* _WHAT TO PRODUCE_
Begin with the line that holds "Trace the outline of every instance of the storefront" and repeat each line after it exactly, ending with the last line of the listing.

* _SUPPLIED INFORMATION_

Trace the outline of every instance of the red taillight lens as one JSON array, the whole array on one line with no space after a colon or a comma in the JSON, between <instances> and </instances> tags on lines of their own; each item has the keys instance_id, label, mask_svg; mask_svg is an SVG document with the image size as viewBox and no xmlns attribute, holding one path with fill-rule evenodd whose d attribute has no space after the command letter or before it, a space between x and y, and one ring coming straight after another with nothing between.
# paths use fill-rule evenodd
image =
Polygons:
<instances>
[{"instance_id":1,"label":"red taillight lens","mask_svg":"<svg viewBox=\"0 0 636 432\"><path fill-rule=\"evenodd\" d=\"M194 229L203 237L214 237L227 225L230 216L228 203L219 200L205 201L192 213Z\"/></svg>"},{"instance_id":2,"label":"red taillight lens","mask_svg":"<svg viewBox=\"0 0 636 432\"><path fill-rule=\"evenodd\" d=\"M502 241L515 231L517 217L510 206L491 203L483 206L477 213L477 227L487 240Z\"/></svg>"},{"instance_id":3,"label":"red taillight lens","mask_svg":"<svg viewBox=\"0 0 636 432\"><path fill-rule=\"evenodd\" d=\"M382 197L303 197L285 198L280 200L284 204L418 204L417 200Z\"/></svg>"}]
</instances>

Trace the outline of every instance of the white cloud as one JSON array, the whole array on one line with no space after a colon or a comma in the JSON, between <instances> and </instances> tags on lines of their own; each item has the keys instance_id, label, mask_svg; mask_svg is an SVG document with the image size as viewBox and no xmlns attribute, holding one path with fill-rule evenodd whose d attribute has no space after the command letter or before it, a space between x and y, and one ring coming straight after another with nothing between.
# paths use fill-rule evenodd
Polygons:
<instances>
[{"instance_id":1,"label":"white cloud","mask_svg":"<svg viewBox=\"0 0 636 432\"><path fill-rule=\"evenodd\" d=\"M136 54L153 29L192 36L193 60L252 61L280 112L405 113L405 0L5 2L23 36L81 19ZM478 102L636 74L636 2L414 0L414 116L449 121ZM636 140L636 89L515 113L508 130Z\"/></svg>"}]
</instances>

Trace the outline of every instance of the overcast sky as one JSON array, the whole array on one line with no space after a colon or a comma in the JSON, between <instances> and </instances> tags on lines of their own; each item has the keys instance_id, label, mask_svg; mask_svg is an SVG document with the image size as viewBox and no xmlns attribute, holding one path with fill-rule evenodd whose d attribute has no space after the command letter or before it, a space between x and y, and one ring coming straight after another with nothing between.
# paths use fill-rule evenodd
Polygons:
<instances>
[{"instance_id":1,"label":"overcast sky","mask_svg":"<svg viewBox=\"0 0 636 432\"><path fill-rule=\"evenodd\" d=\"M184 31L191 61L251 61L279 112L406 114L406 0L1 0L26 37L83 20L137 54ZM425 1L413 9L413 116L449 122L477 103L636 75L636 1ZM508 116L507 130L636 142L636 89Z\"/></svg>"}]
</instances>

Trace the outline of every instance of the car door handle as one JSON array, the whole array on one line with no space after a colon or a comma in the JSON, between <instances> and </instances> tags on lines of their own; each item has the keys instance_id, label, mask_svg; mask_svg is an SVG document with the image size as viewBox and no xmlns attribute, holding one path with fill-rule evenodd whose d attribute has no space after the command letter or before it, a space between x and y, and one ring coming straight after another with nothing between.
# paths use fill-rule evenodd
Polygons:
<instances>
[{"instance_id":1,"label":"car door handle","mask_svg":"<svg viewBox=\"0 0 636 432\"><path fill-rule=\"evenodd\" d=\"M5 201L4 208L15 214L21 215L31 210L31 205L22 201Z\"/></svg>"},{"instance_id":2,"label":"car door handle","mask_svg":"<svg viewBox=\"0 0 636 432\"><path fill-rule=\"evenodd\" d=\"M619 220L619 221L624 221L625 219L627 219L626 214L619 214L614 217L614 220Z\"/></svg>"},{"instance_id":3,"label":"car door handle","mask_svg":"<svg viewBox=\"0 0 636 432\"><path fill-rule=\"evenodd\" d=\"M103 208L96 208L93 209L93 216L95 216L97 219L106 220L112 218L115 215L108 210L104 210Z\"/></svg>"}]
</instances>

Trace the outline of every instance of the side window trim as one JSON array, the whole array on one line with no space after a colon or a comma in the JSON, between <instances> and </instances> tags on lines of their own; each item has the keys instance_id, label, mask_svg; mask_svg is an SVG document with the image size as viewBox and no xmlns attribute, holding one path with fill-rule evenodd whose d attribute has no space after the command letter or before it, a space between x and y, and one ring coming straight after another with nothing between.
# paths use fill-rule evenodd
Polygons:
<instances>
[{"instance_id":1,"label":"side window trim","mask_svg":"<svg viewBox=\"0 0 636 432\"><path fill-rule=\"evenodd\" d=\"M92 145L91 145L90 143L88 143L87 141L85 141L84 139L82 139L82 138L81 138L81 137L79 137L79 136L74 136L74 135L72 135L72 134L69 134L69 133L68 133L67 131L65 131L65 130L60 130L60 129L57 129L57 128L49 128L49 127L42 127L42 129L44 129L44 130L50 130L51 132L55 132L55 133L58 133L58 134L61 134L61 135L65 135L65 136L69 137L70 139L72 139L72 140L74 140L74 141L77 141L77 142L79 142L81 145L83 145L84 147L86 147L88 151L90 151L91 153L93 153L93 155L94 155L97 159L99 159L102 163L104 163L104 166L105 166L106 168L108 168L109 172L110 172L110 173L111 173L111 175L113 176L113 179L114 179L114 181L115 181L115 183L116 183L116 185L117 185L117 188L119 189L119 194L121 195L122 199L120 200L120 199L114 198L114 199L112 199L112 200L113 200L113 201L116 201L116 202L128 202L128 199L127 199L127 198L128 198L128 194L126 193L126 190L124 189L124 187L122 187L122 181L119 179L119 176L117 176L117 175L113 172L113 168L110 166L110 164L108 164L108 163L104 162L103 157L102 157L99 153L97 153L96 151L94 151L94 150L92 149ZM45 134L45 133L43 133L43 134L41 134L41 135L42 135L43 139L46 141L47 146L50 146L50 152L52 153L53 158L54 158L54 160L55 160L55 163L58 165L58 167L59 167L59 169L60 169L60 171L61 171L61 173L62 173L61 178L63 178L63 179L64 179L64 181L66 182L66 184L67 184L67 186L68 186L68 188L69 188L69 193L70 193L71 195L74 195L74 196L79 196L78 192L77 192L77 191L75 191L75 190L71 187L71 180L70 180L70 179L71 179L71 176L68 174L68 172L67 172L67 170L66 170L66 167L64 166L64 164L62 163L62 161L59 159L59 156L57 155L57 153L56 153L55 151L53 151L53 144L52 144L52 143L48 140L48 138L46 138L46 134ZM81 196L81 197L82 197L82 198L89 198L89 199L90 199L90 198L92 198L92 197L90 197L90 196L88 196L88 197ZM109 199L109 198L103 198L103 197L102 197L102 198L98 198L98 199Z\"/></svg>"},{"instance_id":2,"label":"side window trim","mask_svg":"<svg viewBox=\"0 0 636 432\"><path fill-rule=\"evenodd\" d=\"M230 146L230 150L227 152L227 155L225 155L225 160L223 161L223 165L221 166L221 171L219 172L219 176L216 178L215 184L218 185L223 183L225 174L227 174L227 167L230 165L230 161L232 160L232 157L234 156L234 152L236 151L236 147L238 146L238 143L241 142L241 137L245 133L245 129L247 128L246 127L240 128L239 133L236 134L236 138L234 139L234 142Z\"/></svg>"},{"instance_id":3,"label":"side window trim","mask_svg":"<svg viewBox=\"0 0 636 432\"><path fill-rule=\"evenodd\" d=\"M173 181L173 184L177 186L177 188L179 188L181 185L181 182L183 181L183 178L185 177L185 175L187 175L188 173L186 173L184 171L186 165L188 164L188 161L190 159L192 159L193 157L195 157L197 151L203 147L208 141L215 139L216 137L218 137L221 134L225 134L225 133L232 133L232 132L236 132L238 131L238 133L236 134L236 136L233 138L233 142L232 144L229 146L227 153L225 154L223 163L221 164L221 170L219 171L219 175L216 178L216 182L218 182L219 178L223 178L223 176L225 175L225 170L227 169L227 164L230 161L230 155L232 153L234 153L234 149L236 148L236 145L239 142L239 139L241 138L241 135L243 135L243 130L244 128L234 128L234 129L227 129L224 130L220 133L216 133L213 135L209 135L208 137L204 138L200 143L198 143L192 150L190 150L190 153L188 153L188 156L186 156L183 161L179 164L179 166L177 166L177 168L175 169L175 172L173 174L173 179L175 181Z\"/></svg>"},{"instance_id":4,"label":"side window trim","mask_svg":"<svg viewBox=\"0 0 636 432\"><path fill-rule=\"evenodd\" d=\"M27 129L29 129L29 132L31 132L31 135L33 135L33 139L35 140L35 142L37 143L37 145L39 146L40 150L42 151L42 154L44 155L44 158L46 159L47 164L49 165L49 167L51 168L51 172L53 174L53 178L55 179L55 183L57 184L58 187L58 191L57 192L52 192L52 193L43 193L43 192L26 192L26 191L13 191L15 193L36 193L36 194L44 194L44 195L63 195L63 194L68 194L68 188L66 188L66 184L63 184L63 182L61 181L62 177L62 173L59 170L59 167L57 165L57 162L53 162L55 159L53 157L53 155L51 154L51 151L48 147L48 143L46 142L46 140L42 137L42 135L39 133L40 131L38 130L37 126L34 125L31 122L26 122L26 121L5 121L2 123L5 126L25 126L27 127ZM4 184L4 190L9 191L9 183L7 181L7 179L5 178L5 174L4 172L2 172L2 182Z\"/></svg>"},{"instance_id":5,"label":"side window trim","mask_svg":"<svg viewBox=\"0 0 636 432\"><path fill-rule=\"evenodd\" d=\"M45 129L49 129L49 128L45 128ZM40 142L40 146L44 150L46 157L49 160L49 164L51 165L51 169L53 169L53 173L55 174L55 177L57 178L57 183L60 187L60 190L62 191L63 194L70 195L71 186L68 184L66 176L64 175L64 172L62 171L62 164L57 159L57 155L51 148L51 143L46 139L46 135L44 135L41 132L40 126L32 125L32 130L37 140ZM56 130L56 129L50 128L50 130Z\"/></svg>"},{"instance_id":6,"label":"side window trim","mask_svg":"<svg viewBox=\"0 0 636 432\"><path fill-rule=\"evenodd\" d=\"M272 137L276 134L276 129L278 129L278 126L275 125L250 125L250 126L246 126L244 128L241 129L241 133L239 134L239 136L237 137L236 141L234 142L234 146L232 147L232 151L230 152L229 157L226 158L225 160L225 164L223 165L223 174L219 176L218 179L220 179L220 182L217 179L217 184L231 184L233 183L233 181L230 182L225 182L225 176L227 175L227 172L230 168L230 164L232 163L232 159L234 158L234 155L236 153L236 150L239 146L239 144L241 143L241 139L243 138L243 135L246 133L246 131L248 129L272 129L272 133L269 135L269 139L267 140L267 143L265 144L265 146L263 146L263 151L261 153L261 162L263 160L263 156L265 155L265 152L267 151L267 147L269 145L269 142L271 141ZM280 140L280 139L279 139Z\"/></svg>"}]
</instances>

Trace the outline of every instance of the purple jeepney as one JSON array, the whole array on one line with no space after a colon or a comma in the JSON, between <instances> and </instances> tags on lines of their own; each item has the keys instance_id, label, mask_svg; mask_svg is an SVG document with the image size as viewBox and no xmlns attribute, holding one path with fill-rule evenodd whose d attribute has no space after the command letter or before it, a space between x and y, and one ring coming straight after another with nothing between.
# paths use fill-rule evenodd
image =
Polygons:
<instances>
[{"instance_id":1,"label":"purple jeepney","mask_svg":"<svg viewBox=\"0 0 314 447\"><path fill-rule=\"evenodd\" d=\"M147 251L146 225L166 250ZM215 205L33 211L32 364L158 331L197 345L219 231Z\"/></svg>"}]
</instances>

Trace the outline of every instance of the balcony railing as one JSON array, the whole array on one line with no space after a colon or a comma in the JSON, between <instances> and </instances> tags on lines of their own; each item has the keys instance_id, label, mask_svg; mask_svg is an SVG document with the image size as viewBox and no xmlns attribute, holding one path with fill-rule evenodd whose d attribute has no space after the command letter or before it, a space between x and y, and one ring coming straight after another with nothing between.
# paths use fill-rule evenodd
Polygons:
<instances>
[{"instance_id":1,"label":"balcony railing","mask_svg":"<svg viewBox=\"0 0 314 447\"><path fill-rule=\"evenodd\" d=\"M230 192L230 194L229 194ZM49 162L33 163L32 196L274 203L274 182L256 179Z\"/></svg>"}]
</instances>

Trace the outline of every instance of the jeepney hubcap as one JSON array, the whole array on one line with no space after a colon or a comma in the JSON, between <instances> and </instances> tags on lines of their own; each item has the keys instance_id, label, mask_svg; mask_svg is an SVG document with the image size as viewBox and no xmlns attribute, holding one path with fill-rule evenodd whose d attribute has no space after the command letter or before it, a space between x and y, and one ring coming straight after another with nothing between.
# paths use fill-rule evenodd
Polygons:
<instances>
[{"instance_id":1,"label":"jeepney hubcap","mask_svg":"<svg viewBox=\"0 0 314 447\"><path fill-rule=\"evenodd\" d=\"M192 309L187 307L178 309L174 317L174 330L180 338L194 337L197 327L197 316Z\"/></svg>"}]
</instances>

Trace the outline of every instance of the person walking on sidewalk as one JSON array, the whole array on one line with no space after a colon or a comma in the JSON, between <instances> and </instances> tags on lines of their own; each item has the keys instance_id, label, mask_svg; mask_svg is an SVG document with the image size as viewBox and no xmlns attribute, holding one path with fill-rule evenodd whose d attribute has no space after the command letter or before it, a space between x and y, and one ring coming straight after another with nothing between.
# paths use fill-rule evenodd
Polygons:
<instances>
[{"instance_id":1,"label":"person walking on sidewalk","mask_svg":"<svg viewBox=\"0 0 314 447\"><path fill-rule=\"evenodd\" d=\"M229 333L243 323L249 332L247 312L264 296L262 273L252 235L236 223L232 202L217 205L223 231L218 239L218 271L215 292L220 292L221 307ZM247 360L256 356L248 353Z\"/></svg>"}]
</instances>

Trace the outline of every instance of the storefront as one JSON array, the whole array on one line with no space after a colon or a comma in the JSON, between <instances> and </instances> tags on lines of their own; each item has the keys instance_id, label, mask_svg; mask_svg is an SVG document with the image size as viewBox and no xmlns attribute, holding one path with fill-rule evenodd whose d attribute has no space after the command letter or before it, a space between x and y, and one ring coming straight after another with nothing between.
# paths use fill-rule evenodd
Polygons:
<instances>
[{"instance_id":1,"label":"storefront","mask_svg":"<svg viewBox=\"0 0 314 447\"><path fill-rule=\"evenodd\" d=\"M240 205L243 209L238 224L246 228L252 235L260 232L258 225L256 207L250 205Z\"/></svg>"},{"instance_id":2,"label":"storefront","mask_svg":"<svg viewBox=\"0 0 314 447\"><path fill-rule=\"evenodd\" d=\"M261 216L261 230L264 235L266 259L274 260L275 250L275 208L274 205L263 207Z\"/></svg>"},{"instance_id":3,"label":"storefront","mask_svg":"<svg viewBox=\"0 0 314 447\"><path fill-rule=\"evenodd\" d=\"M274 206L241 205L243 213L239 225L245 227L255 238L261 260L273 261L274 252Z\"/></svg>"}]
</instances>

* _RESPONSE TO THE EXERCISE_
Trace the outline of every instance of the storefront as one JSON array, the whole array on one line with no space after a colon or a comma in the JSON, between <instances> and </instances> tags on lines of their own; each item has the keys instance_id, label, mask_svg; mask_svg is an SVG document with the image size as viewBox and no xmlns attribute, holding one path with fill-rule evenodd whose d attribute has no space after the command letter or before it, a space between x and y, and one ring coming straight after another with nothing between.
# paths use fill-rule evenodd
Polygons:
<instances>
[{"instance_id":1,"label":"storefront","mask_svg":"<svg viewBox=\"0 0 314 447\"><path fill-rule=\"evenodd\" d=\"M240 205L243 209L238 224L246 228L252 235L260 232L258 225L256 207L250 205Z\"/></svg>"},{"instance_id":2,"label":"storefront","mask_svg":"<svg viewBox=\"0 0 314 447\"><path fill-rule=\"evenodd\" d=\"M261 216L261 230L264 235L266 259L274 260L275 250L275 208L274 205L263 207Z\"/></svg>"},{"instance_id":3,"label":"storefront","mask_svg":"<svg viewBox=\"0 0 314 447\"><path fill-rule=\"evenodd\" d=\"M274 206L241 205L243 213L239 225L245 227L255 238L261 260L273 261L274 252Z\"/></svg>"}]
</instances>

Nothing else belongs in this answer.